## TEXTAUSZUG
────

Den Gemeinschaftssinn, nach dem der Club handeln möchte, hat er am Wochenende kurzerhand ausser Kraft gesetzt – und damit natürlich auch seine Marketingaktion als Schall und Rauch auffliegen lassen. Am Samstagnachmittag veröffentlichte der Tabellenführer der Premier League ein Schreiben unter dem Titel «Covid-19 Update». Im fünften Absatz gab der Verein bekannt, aufgrund des seit 13. März ausgesetzten Spielbetriebs in der Premier League wegen der Corona-Pandemie einen Teil seiner Mitarbeiter in Zwangsurlaub zu schicken, etwa 200 Angestellte. Was in der verklausulierten Mitteilung unerwähnt blieb: Das Profiteam um Trainer Klopp erhält weiterhin volle Bezüge; in der Vorsaison liess sich der FC Liverpool die Dienste der Kicker 310 Millionen Pfund kosten. Was hätte zu diesem Vorgehen Bill Shankly gesagt? Was hätte er getan?

────

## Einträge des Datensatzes
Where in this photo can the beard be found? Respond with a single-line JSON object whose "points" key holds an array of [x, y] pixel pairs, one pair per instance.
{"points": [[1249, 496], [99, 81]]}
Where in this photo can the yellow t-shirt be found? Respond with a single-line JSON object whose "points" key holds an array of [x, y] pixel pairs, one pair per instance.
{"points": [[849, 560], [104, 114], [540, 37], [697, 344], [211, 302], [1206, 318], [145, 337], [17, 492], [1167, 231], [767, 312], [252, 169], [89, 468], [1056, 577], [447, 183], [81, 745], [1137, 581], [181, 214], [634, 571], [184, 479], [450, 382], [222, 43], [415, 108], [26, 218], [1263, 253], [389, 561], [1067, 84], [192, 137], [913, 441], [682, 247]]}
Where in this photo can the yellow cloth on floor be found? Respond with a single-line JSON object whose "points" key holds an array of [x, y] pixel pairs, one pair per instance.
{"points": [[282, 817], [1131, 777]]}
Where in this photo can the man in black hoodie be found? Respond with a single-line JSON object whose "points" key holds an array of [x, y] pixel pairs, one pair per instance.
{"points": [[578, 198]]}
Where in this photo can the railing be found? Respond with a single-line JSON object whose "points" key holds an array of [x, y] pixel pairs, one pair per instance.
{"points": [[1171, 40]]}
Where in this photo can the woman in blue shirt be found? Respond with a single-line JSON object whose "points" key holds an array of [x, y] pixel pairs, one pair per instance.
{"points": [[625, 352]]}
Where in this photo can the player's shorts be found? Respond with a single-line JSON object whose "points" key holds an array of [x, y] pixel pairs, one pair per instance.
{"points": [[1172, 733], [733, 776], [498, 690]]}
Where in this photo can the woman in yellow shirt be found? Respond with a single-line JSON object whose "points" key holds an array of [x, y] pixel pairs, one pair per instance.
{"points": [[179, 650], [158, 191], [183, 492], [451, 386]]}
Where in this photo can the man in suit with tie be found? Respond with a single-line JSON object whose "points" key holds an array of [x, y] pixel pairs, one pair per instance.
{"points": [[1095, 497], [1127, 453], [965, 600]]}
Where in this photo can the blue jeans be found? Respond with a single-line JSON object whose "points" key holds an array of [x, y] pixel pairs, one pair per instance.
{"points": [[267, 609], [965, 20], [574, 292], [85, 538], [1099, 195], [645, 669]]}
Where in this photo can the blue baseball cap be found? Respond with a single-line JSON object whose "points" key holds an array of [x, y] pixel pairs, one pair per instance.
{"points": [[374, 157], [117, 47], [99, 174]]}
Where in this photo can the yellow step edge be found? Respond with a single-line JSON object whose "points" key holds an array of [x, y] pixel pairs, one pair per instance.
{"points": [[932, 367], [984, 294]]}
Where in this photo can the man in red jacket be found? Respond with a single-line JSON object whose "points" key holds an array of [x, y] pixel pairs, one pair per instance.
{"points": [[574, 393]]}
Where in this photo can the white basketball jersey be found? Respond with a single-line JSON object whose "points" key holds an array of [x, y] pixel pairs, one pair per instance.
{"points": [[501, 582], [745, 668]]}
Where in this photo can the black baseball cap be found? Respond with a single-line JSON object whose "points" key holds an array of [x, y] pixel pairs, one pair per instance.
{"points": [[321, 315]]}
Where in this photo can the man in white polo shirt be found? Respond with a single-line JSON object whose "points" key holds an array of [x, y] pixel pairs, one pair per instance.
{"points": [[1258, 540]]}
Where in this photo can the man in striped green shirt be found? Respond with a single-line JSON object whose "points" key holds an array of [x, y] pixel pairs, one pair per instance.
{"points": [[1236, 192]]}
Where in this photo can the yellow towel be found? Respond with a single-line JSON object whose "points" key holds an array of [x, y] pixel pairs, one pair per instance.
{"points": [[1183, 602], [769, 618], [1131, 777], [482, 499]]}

────

## BEARBEITUNGSHINWEISE
Wie lautet im Textauszug über den FC Liverpool der Abschnitt, der mit den Worten um „Den Gemeinschaftssinn, nach“ beginnt und mit „hätte er getan?“ schließt? Gib ihn wortgetreu aus. Die Einträge stehen in keinem Zusammenhang mit dem Textauszug über den FC Liverpool.

## LÖSUNG
Den Gemeinschaftssinn, nach dem der Club handeln möchte, hat er am Wochenende kurzerhand ausser Kraft gesetzt – und damit natürlich auch seine Marketingaktion als Schall und Rauch auffliegen lassen. Am Samstagnachmittag veröffentlichte der Tabellenführer der Premier League ein Schreiben unter dem Titel «Covid-19 Update». Im fünften Absatz gab der Verein bekannt, aufgrund des seit 13. März ausgesetzten Spielbetriebs in der Premier League wegen der Corona-Pandemie einen Teil seiner Mitarbeiter in Zwangsurlaub zu schicken, etwa 200 Angestellte. Was in der verklausulierten Mitteilung unerwähnt blieb: Das Profiteam um Trainer Klopp erhält weiterhin volle Bezüge; in der Vorsaison liess sich der FC Liverpool die Dienste der Kicker 310 Millionen Pfund kosten. Was hätte zu diesem Vorgehen Bill Shankly gesagt? Was hätte er getan?